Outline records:
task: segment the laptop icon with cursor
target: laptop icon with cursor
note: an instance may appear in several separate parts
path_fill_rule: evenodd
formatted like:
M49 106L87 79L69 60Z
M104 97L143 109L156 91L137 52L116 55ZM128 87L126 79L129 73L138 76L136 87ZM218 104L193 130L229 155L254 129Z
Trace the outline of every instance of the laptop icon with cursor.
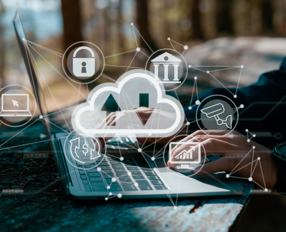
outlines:
M32 116L29 111L29 94L3 94L1 98L0 116Z

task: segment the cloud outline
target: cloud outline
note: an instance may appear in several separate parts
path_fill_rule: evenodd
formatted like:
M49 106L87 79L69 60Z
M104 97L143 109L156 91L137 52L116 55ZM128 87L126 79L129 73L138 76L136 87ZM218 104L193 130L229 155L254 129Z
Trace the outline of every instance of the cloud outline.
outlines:
M134 72L135 71L138 71L134 73ZM131 74L128 74L130 72L132 73ZM148 72L152 74L151 72ZM152 74L154 75L153 74ZM175 109L176 116L176 120L171 126L165 129L87 129L81 125L80 120L81 115L86 111L94 110L94 103L97 97L100 94L107 91L113 92L119 94L125 83L133 78L138 77L147 79L155 87L157 90L157 103L166 103L170 105L173 109ZM109 85L107 85L107 84L109 84ZM101 86L103 87L100 87ZM79 105L75 109L74 111L75 111L79 108L76 112L74 118L75 125L77 128L74 129L76 131L78 132L79 130L82 133L87 134L133 134L140 135L152 134L169 135L169 133L171 133L173 131L175 131L174 133L175 133L178 130L176 129L177 129L178 128L179 129L182 125L182 122L181 121L182 121L182 113L183 112L183 110L180 103L174 98L169 95L166 95L163 87L162 87L162 86L160 86L159 83L151 76L147 74L146 70L141 69L132 70L122 75L115 83L104 83L100 85L97 87L96 87L95 88L97 87L99 88L97 89L95 92L93 93L92 91L91 92L90 94L92 94L92 96L90 101L88 101L88 98L87 102ZM175 102L174 100L177 103ZM88 101L89 105L82 106L83 105L85 105L87 103ZM178 104L179 105L178 106ZM73 114L74 114L73 113ZM182 121L183 121L183 119ZM180 124L180 123L181 123Z

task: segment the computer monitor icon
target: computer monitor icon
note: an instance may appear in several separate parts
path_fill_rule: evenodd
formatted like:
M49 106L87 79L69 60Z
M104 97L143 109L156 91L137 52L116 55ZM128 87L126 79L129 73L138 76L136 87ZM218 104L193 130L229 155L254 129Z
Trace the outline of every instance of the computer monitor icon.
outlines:
M177 145L187 145L184 149L172 159L172 149ZM196 147L194 149L195 147ZM169 144L169 158L172 164L177 164L178 169L192 169L190 165L201 162L201 146L198 142L171 142ZM179 165L180 165L180 166Z
M29 94L3 94L1 95L0 116L31 116L29 110Z

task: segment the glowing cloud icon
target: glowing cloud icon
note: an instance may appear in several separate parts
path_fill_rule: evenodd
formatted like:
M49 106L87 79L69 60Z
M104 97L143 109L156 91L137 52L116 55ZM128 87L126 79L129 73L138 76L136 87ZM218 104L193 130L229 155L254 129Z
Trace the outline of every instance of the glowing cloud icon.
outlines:
M149 71L135 70L123 74L115 83L96 87L86 102L78 106L73 113L75 130L84 136L97 137L115 134L149 137L174 134L182 125L183 108L177 100L165 94L163 86L154 77ZM145 116L146 121L134 110L142 106L154 109L147 118ZM113 107L109 111L107 109ZM110 111L116 112L115 123L111 125L106 119Z

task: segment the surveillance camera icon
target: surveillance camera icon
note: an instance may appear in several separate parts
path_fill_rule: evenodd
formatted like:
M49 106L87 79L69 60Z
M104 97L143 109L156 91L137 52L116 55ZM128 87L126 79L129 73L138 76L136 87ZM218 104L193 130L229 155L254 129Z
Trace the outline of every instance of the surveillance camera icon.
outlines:
M214 117L216 120L216 123L219 126L225 124L228 128L231 129L232 120L231 114L226 117L225 120L219 118L219 115L225 112L225 108L221 103L218 103L201 110L202 113L205 114L209 118Z

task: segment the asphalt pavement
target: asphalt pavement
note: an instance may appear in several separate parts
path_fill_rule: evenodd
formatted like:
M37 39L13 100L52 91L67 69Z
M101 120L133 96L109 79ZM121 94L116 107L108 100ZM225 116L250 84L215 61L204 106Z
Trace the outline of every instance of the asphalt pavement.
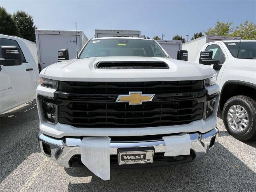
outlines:
M32 101L0 115L0 191L256 191L255 141L241 142L218 119L218 142L186 164L111 170L103 181L88 170L64 168L40 152Z

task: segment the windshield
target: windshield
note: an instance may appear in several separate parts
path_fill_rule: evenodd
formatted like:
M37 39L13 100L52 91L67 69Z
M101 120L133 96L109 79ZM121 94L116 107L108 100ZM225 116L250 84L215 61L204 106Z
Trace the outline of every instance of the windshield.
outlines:
M232 56L239 59L253 59L256 58L256 41L240 41L225 42ZM237 56L238 49L239 53Z
M118 56L166 57L154 41L113 38L90 40L79 58Z

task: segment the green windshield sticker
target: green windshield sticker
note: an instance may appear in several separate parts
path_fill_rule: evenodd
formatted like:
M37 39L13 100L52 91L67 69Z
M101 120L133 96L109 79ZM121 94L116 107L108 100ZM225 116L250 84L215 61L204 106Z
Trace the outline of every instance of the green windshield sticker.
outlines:
M215 55L215 54L217 51L218 50L218 48L216 48L215 49L209 49L208 50L208 51L212 51L212 58L214 58L214 56Z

EXERCISE INSTRUCTIONS — Substitute "shining" for "glowing" in the lines from the one with "task: segment the glowing cloud icon" to the one with "M149 71L135 70L123", and give those lines again with nothing else changed.

FULL OUTPUT —
task: segment the shining cloud icon
target: shining cloud icon
note: an instance may appear in several separate parts
path_fill_rule: evenodd
formatted like:
M49 106L87 79L69 60Z
M104 97L143 109L156 91L137 52L116 55ZM128 87L126 79L129 73L138 76L136 87ZM218 104L193 130L229 155L254 129Z
Trace the outline of every instance of the shining cloud icon.
outlines:
M149 71L135 70L123 74L115 83L96 87L86 102L78 106L73 113L75 130L84 136L97 137L115 134L149 137L174 134L182 125L183 108L177 100L165 94L163 86L154 77ZM145 116L146 121L134 110L142 106L154 109L147 118ZM113 107L109 111L107 109ZM110 111L116 112L115 123L111 125L106 119Z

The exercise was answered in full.